EXERCISE: In the text on the novel Whistle, who completed its final three chapters after James Jones died?

**** SELECTED TEXT ****

Whistle
- First edition
- Author: James Jones
- Cover artist: Paul Bacon
- Language: English
- Genre: War novel
- Published: 1978 Delacorte Press
- Publication place: United States
- Media type: Print (Paperback)
- Pages: 457 pp
- ISBN: 0-440-09548-4
- OCLC: 3223758
- Dewey Decimal: 813/.5/4
- LC Class: PZ4.J77 Wh PS3560.O49

= Whistle (novel) =

1978 novel by James Jones

Whistle (1978), a novel by James Jones, tells the story of four wounded South Pacific veterans brought back by hospital ship to the United States during World War II. Much of the story takes place in a veterans hospital in the fictional city of Luxor, Tennessee (based on the city of Memphis).

Whistle forms the third part of a war trilogy, after From Here to Eternity (1951) and The Thin Red Line (1962). Jones presented the characters of Mart Winch, Bobby Prell, Marion Landers, and Johnny Strange as Welsh, Witt, Fife, and Storm in The Thin Red Line.

James Jones died in 1977 before finishing the novel. The final three chapters were completed by Willie Morris based on taped conversations with the author and extensive notes he had already written. Jones expected that his novel would say, "Just about everything I have ever had to say, or will ever have to say, on the human condition of war."

**** SUPPLIED DATA ****

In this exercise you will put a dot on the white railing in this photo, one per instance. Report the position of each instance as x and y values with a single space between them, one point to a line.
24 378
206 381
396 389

****

YOUR SOLUTION: Willie Morris completed the final three chapters.